(Natural-language object grounding data)
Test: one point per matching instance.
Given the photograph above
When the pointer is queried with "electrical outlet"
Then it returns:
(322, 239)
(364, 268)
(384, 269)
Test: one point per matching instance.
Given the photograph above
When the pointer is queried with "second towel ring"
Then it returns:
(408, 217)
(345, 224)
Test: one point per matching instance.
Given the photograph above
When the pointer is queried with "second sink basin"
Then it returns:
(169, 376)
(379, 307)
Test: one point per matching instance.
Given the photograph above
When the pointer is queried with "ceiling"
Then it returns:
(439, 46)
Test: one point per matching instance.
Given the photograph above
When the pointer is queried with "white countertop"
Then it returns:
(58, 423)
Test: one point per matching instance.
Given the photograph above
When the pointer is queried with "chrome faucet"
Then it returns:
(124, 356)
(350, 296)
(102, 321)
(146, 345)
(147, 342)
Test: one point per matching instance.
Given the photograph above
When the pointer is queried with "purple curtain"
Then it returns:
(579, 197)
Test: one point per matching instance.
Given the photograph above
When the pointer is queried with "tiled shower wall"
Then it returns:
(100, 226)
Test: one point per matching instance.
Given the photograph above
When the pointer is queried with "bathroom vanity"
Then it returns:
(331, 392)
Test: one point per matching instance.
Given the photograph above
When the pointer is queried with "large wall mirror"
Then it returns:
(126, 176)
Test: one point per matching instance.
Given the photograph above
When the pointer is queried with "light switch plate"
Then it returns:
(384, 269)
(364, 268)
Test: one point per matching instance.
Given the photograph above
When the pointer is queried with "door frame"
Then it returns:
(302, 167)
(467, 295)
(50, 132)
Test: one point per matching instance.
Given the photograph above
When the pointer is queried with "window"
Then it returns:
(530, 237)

DIRECTIONS
Looking at the records above, work out how many lines include the string "wall". Give the number and nothing else.

OUTPUT OF THE TASK
2